* [Work instructions] Below are the entries; give again exactly the lines from the one mentioning "skin in the photo above." through the one mentioning "cuff in the photo above.", inclusive.

* [Provided material]
◆ ◆ ◆ ◆ ◆
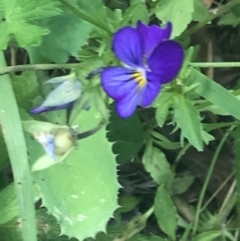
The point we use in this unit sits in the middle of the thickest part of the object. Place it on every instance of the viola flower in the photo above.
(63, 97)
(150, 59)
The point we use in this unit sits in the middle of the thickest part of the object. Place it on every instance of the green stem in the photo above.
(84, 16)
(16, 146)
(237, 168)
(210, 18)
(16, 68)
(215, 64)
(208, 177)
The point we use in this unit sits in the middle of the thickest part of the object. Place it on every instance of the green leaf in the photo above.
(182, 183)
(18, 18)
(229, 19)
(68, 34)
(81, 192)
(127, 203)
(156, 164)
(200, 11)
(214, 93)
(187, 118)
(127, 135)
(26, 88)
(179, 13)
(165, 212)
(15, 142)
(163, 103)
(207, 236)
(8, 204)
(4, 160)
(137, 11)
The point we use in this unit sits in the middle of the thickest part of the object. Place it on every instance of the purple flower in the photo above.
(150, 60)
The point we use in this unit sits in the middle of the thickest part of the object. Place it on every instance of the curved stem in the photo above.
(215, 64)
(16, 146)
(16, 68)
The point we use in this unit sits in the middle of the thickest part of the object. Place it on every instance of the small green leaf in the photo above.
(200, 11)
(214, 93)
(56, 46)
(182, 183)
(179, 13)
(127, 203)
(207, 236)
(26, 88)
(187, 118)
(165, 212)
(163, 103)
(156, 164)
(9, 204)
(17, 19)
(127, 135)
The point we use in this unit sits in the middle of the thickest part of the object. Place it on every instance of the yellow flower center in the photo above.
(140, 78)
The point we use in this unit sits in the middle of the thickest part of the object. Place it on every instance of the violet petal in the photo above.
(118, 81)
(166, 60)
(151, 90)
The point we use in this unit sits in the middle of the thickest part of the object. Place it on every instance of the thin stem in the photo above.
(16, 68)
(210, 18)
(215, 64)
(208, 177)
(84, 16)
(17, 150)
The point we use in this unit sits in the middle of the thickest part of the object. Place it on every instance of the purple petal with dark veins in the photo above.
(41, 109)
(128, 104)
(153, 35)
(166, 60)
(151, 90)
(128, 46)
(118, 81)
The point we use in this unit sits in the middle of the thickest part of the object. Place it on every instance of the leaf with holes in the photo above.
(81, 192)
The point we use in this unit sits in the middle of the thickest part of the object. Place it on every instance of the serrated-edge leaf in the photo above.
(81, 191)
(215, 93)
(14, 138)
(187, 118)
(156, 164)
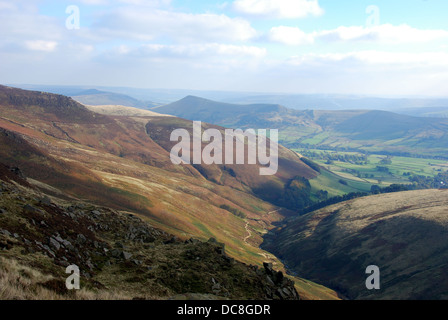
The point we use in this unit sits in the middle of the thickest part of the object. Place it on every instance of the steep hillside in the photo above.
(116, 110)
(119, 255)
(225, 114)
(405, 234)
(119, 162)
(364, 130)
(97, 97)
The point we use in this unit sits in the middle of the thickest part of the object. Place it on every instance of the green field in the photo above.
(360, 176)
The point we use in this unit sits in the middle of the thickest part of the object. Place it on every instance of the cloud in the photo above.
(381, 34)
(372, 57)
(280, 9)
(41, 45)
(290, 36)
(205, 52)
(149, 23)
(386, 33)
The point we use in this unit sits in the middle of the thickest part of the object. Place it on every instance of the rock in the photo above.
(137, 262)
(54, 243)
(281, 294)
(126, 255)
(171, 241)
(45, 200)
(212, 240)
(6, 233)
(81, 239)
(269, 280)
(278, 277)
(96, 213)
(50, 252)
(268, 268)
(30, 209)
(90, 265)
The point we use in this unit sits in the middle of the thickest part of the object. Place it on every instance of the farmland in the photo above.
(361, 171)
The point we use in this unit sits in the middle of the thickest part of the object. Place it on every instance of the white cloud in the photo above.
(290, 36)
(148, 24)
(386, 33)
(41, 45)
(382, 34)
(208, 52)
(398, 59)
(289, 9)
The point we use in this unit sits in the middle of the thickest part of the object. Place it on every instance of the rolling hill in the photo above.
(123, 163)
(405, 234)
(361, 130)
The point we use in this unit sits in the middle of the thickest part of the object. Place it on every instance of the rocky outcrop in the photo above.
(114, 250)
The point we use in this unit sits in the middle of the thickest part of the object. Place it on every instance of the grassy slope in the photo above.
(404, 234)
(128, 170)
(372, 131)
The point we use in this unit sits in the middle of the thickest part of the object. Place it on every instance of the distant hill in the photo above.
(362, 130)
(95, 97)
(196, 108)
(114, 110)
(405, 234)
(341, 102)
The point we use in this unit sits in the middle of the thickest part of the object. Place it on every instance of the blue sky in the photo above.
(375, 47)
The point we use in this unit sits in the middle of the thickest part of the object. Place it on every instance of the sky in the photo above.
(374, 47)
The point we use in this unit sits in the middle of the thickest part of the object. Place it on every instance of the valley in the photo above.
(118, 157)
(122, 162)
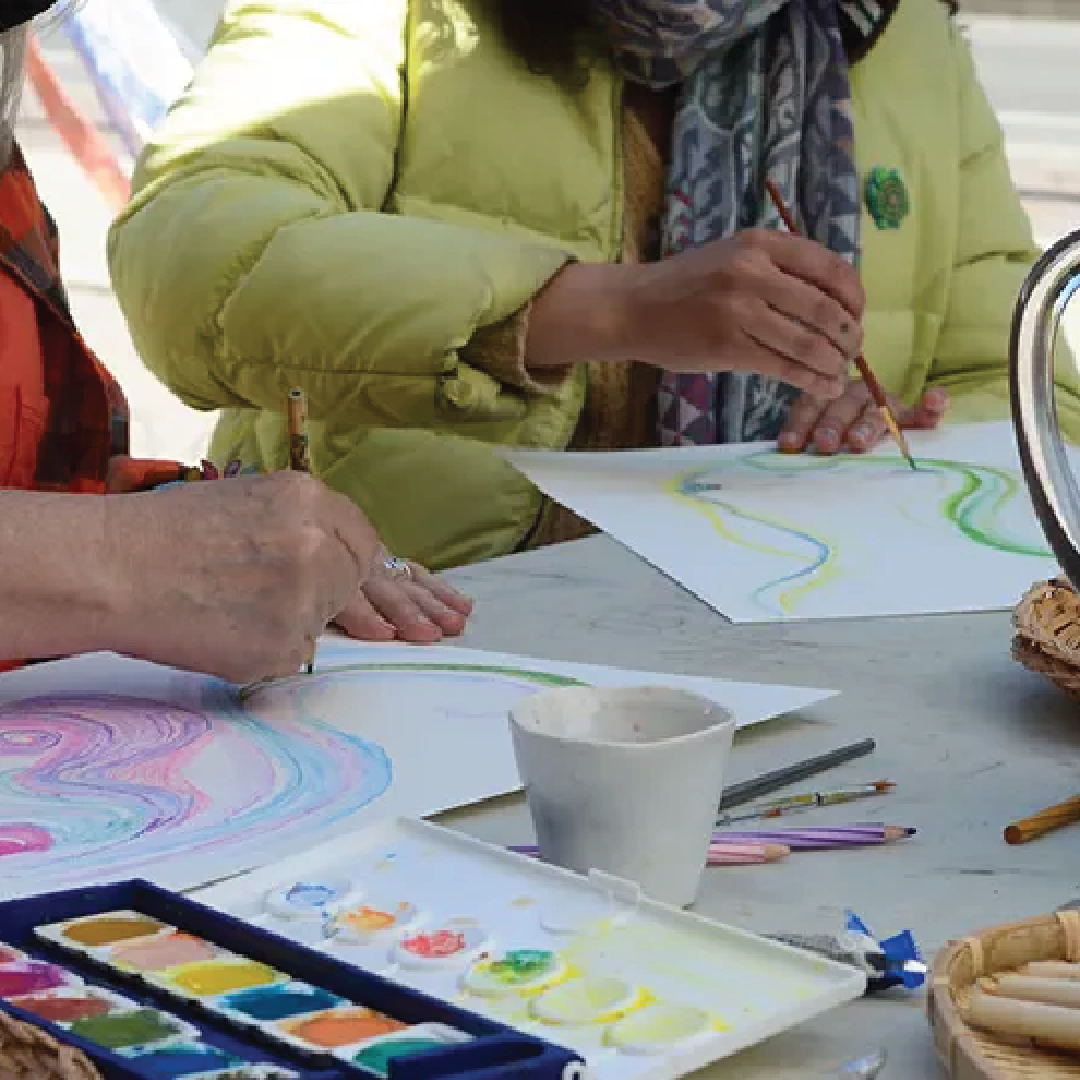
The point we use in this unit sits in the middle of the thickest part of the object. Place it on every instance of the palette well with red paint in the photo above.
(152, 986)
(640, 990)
◆ ◆ ◆ ◆ ◆
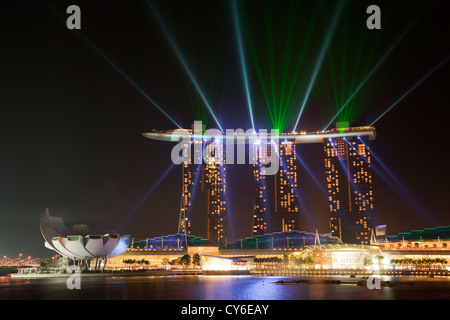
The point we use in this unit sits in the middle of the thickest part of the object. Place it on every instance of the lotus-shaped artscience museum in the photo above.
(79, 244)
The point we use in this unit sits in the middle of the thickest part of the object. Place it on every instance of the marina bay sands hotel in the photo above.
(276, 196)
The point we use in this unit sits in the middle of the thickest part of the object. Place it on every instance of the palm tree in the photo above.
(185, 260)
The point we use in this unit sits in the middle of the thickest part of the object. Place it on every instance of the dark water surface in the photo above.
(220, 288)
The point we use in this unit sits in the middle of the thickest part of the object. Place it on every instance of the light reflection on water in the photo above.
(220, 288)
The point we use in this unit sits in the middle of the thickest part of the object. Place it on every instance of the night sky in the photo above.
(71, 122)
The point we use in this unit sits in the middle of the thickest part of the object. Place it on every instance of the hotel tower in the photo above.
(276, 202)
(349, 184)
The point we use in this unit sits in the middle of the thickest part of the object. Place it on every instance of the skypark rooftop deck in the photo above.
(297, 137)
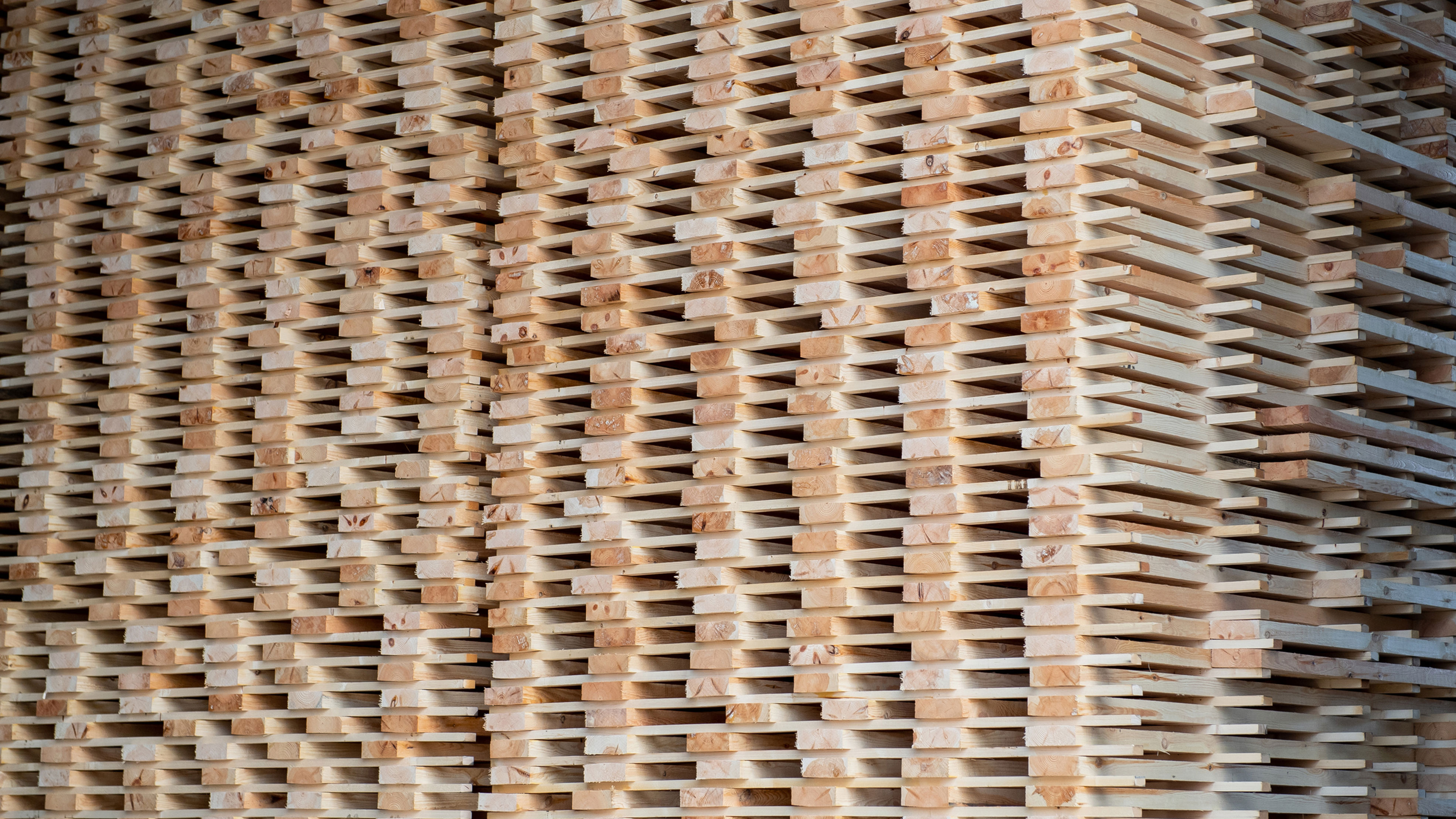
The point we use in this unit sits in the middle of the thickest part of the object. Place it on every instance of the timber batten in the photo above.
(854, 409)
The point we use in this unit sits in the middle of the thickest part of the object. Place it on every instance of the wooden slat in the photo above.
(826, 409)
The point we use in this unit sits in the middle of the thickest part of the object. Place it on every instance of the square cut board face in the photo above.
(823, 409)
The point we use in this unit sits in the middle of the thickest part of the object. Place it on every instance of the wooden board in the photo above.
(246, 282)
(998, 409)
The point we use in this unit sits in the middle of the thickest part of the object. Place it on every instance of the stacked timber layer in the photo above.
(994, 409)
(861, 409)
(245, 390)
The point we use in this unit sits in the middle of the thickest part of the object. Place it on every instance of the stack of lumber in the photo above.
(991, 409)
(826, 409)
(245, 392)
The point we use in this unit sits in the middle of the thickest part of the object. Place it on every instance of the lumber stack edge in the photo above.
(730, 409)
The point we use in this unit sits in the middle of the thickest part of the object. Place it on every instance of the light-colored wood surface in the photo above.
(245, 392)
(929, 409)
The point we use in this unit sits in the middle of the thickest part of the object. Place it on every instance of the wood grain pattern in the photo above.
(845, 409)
◆ ◆ ◆ ◆ ◆
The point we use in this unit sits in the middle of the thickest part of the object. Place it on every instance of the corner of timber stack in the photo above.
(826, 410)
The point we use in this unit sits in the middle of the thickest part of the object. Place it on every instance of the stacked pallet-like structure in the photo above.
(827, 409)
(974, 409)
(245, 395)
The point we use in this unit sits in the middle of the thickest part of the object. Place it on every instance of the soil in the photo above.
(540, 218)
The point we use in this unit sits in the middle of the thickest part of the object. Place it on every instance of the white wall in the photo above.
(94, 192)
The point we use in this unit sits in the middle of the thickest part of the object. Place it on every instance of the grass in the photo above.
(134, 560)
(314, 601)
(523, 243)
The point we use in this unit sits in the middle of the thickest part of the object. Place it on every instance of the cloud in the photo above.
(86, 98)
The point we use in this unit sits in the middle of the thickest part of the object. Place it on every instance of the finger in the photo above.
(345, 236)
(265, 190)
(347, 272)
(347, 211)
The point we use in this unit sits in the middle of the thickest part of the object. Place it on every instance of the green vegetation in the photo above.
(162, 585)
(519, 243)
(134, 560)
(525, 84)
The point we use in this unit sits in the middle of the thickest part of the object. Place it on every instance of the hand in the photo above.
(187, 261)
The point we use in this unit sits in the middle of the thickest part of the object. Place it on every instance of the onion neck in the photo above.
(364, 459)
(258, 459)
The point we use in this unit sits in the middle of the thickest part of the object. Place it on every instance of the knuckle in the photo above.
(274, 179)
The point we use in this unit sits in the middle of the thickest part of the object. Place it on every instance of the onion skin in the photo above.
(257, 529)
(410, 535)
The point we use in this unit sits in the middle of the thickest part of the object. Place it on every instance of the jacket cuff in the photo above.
◆ ◆ ◆ ◆ ◆
* [Final answer]
The point we use in this unit sits in the middle of the thickest part of the object. Place it on every instance of the onion skin in the photo above.
(257, 529)
(410, 535)
The point we use in this unit sits in the middle of the thickest part of the object. Place it on every instance of the jacket cuff in the photo above.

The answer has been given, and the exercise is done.